> [Written instruction]: Please rewrite the records below with "one point per instance" changed to "a single point for each instance" and everything else left as it is. Omit the pictures from your answer.

(Rows from a dataset)

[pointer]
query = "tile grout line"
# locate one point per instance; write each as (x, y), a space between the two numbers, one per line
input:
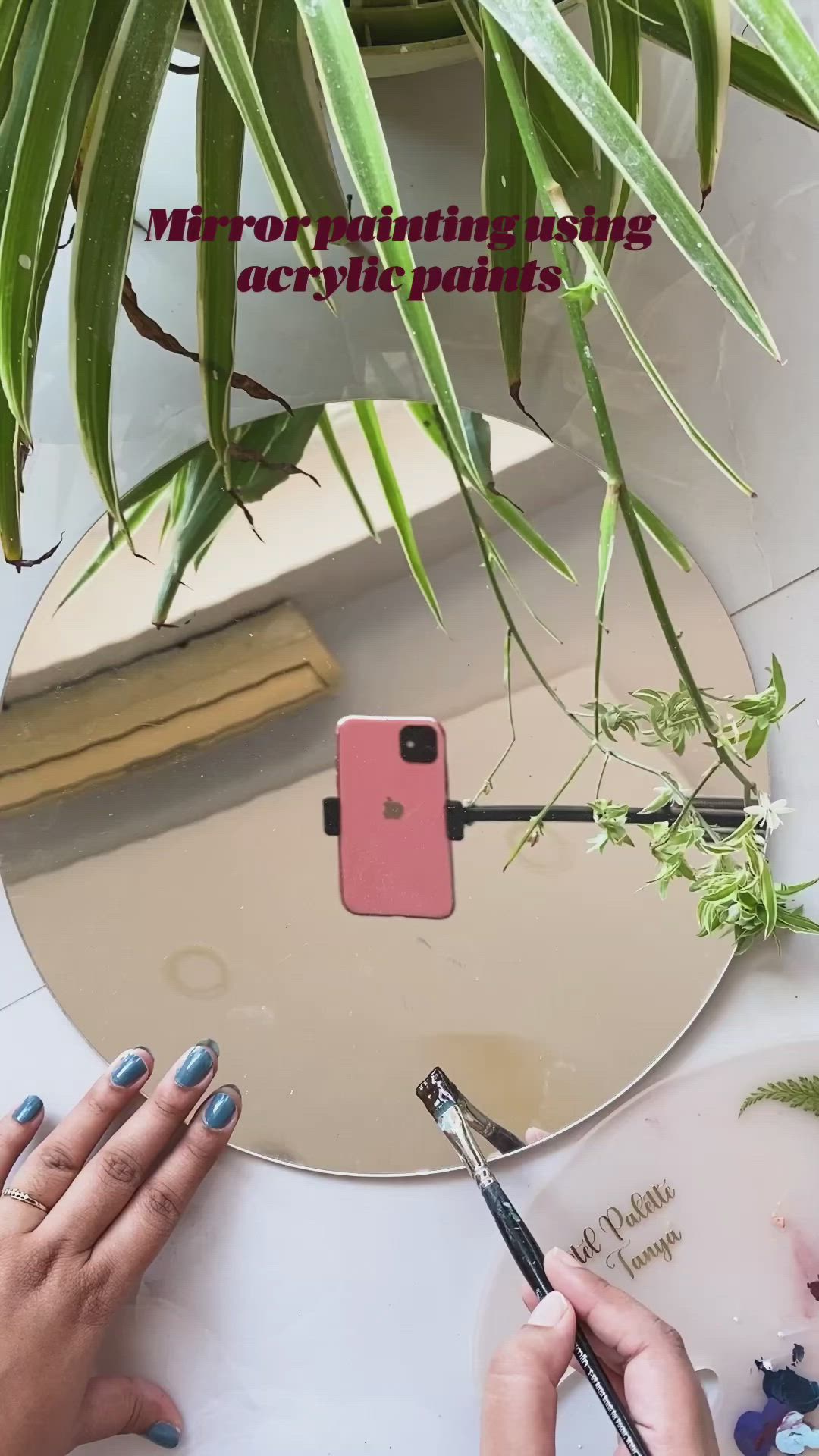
(25, 996)
(774, 593)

> [Completed task]:
[pointer]
query = "tile grout line"
# locate a single point for each instance; write each as (x, y), a space between the two numbers, one per line
input:
(25, 996)
(774, 593)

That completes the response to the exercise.